• How to complete this task:
Return the records below exactly; pictures stay out.
[[ The data open ]]
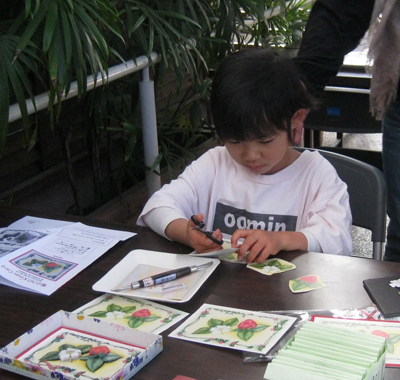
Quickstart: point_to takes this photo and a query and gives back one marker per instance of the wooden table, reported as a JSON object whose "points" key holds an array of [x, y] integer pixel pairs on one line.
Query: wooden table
{"points": [[231, 285]]}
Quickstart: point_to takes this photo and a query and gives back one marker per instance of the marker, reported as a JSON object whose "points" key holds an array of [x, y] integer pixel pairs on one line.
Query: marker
{"points": [[163, 277]]}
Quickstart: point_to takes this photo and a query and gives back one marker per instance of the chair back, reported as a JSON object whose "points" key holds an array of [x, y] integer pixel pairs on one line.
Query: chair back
{"points": [[367, 191]]}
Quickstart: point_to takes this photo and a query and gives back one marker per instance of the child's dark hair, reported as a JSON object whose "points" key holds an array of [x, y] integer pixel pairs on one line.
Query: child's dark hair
{"points": [[255, 93]]}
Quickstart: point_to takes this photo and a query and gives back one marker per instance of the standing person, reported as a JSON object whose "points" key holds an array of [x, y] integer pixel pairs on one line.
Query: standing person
{"points": [[256, 188], [334, 28]]}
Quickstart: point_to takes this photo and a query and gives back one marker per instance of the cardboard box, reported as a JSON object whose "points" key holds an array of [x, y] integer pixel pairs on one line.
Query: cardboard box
{"points": [[71, 346]]}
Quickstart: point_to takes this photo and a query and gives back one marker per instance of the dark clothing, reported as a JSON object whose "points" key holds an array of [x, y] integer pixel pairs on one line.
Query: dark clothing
{"points": [[334, 28]]}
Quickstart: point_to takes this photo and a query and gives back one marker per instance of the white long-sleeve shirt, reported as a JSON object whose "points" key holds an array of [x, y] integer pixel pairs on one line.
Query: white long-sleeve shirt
{"points": [[307, 196]]}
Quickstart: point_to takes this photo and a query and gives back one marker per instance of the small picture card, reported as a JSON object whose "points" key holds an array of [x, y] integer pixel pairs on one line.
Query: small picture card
{"points": [[272, 266], [306, 283], [42, 265], [135, 313], [234, 328], [80, 354], [387, 329]]}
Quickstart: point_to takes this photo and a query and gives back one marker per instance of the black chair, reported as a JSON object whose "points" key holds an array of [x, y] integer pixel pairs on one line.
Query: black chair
{"points": [[344, 109], [367, 191]]}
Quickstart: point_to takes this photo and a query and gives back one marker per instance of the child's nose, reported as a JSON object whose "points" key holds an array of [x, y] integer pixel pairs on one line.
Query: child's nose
{"points": [[251, 154]]}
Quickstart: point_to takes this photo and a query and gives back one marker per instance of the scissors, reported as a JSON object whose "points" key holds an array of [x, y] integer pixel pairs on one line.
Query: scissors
{"points": [[200, 225]]}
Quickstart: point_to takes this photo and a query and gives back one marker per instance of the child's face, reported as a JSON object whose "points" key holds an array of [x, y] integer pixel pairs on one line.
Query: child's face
{"points": [[263, 156]]}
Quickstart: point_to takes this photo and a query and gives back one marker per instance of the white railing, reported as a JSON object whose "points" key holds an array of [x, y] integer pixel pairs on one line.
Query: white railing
{"points": [[147, 101]]}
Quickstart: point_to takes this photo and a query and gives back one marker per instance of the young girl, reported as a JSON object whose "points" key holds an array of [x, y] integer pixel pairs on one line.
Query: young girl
{"points": [[256, 188]]}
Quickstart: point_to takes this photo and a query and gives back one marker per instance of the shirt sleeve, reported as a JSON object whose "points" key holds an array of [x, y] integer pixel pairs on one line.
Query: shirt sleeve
{"points": [[159, 218], [334, 28], [327, 215]]}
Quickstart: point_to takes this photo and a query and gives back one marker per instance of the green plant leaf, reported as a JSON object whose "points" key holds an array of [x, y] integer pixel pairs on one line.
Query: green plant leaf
{"points": [[212, 322], [65, 346], [98, 314], [50, 356], [231, 322], [94, 363], [128, 309], [85, 348], [111, 358], [113, 307], [135, 322], [203, 330]]}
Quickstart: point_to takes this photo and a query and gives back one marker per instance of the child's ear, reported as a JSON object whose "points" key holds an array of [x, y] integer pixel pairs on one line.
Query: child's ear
{"points": [[298, 124]]}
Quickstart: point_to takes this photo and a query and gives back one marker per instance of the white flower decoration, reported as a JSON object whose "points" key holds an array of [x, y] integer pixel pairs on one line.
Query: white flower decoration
{"points": [[69, 354], [395, 283], [220, 329], [271, 269], [115, 314]]}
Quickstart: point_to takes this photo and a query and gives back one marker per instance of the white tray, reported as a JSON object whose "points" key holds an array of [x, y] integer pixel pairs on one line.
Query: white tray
{"points": [[131, 268]]}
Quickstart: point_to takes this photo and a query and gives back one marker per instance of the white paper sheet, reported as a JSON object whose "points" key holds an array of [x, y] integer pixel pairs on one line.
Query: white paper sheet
{"points": [[41, 255]]}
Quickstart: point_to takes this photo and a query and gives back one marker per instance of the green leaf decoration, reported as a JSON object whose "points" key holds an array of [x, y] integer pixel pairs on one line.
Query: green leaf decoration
{"points": [[135, 322], [85, 348], [128, 309], [203, 330], [258, 265], [260, 328], [113, 307], [245, 334], [151, 318], [111, 358], [98, 314], [49, 270], [212, 322], [94, 363], [65, 346], [299, 285], [231, 322], [50, 356], [285, 267], [274, 263]]}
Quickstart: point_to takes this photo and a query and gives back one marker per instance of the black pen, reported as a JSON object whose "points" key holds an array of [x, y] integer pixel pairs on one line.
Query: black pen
{"points": [[160, 278]]}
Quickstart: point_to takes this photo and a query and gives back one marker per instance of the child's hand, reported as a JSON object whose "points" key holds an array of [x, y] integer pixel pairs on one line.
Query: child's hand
{"points": [[199, 241], [259, 243]]}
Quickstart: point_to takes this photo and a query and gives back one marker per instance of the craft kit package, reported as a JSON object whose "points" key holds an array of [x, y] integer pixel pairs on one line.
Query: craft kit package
{"points": [[321, 352], [71, 346]]}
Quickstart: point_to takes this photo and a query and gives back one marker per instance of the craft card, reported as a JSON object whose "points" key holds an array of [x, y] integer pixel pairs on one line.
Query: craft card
{"points": [[306, 283], [82, 355], [234, 328], [272, 266], [135, 313], [71, 346], [390, 330], [40, 255]]}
[[ The data closed ]]
• Problem solution:
Quickstart: point_to takes this photo and a query and gives back one marker per instance of the wooden table, reported as a JSON object whose "points" key holds an array of [x, y] integer pixel pairs on one line.
Query: wooden table
{"points": [[231, 285]]}
Quickstart: point_to takes this photo and a query and gives back one marker per instance of the marker, reported as a JSON object whose "points" key holds an array of [x, y] integer pixel pairs on one line.
Query: marker
{"points": [[163, 277]]}
Quickstart: point_to takes this photo and a query and gives back one marker per instance of the chair back, reported as a JSON object whose "points" key holds an array of [x, y] integer pixel pairs on one line.
Query: chair back
{"points": [[367, 191]]}
Quickstart: point_to takes this photo and a query and gives back one marker per instance of the child's dark hair, reported as a JSON object whose "points" key holds an array of [x, y] integer pixel pairs on one line.
Query: child's dark hair
{"points": [[255, 93]]}
Quickstart: point_to takes this photo and a query and gives back one marker per instance of the standing person, reported as a JSON object whose "points" key holds an array of [x, y] integer pixel pairs on one line.
Query: standing person
{"points": [[256, 188], [334, 28]]}
Quickstart: point_to takes this photo and a query and gives back one marker per instance of the cardboard box, reported as a JSON object whose "points" key holds an array of [x, y] integer pixel pairs on one line.
Query: cardboard box
{"points": [[71, 346]]}
Quickstart: point_to takes this photo and a query and gives back one marker per instance of the dark clothing, reported as a JSON object whose "points" key holds an array of [x, y] integer pixel pairs on one line.
Query: dark clothing
{"points": [[334, 28]]}
Quickstart: point_to takes this photo and a query and gives back one marker per instance of the white long-sleeve shirt, reported as a JSON object whose "points" key holds an array of [x, y] integer pixel pairs on one line.
Query: white long-sleeve shirt
{"points": [[307, 196]]}
Quickstart: point_to takes this photo and a query and gives back one marker per instance of the small picture card, reported as a JSON object whose "points" key holds an array of [x, y] integer pixel pairs on one line.
Query: small picture card
{"points": [[272, 266], [306, 283], [42, 265], [135, 313], [234, 328], [80, 354], [387, 329]]}
Quickstart: point_to takes this photo and a query and gives back one marker per instance of the black chair, reported as a JSON object whose "points" key holds an array of [x, y] integer pixel pairs on one line.
Query: black chair
{"points": [[344, 109], [367, 191]]}
Quickstart: point_to takes this photo and a query and gives back one marker per instance of the child's nose, reported as a JSON object whose "points" key holds an array of [x, y] integer pixel pairs on one line.
Query: child's nose
{"points": [[251, 154]]}
Quickstart: point_to takes this photo and a query and gives back one marker per instance of the scissors, reported as a JSON object whose "points" key holds an array of [x, y] integer pixel pairs on one line.
Query: scissors
{"points": [[200, 225]]}
Quickstart: point_to takes this photo and a query and gives back one marker per instance of the child's face, reported as a JSON object whose "points" key holds an array of [x, y] integer pixel pairs on one line.
Query: child's face
{"points": [[263, 156]]}
Quickstart: point_to takes this photo and a query and gives back one marker per instance of the white railing, reported as a JSON object whose "points" key holds an array of [x, y] integer pixel pairs on one line.
Query: white railing
{"points": [[147, 101]]}
Quickstart: point_to takes this photo and a query and gives back one marker per instance of the young girl, reported as a JSON object whose "points" key holds an array of [x, y] integer pixel pairs on one line.
Query: young girl
{"points": [[256, 188]]}
Quickstart: point_to takes this photo and a query and gives back one marker per instance of the shirt sleeve, reported as a JSON object whose "points" key holds an array of [x, y] integer pixel pairs on one line.
Query: shirt sleeve
{"points": [[159, 218], [334, 28], [327, 215]]}
Quickstart: point_to takes this photo and a query and gives back one marker per instance of the green plant leaf, reported as a JSON object whose "points" key holds an array of [x, y] integer pixel pairs on one line.
Query: green plant leaf
{"points": [[212, 322], [65, 346], [98, 314], [50, 356], [231, 322], [94, 363], [128, 309], [85, 348], [111, 358], [113, 307], [135, 322], [203, 330]]}
Quickstart: point_to takes this photo and a query and gives back one marker per instance of the child's ear, reported as a JSON object whose "points" key holds an array of [x, y] integer pixel pairs on one line.
Query: child's ear
{"points": [[298, 124]]}
Quickstart: point_to takes this photo and a query and gives back one marker per instance of the white flower decoration, reported as a JSON object whose "points" key holds an array of [x, y] integer pixel pairs on one line.
Query: white flower decoration
{"points": [[69, 354], [395, 283], [220, 329], [271, 269], [115, 314]]}
Quickstart: point_to takes this photo and a query and gives back one marker per instance of the white tray, reported as a JSON object whose "points" key holds an array of [x, y] integer pixel pairs on one line.
Query: white tray
{"points": [[131, 268]]}
Quickstart: point_to takes this photo and a query and gives back one marker per instance of the white paper sheet, reported as a JSON object whose "points" key holds an array of [x, y] integer pixel pairs on one line.
Query: white paper sheet
{"points": [[41, 255]]}
Quickstart: point_to takes this photo and a query and gives back one marker per instance of the green leaf decoration, reported as a JSON object whose "points" key holds an array of [x, y] integer pixel pairs on one line.
Query: green leaf decoration
{"points": [[135, 322], [85, 348], [128, 309], [203, 330], [258, 265], [260, 328], [113, 307], [245, 334], [151, 318], [111, 358], [98, 314], [49, 270], [212, 322], [94, 363], [65, 346], [299, 285], [231, 322], [50, 356], [285, 267], [274, 263]]}
Quickstart: point_to takes this photo and a query and gives back one marker per instance of the black pen, reported as a JSON object whose "points" key holds an array of [x, y] integer pixel pairs on one line.
Query: black pen
{"points": [[160, 278]]}
Quickstart: point_to takes this photo and a query and gives back one marker per instance of the child's hand, reported as a JSON object whose "points" key holds an array of [x, y] integer pixel pairs on one line.
Query: child's hand
{"points": [[199, 241], [259, 243]]}
Quickstart: point_to takes this photo and a query and gives back one marker per instance of the craft kit package, reported as a JSON object whose "points" key holds an array of [x, y] integer pixel pairs on one line.
Query: craft kit package
{"points": [[321, 352], [71, 346]]}
Quickstart: point_to takes this photo and a query and gives back one marker per instance of the craft card, reported as a JSON object whose "points" key holds an array of [x, y] integer pixel pairs on one line.
Query: craft card
{"points": [[306, 283], [82, 355], [234, 328], [272, 266], [135, 313], [71, 346], [390, 330], [40, 255]]}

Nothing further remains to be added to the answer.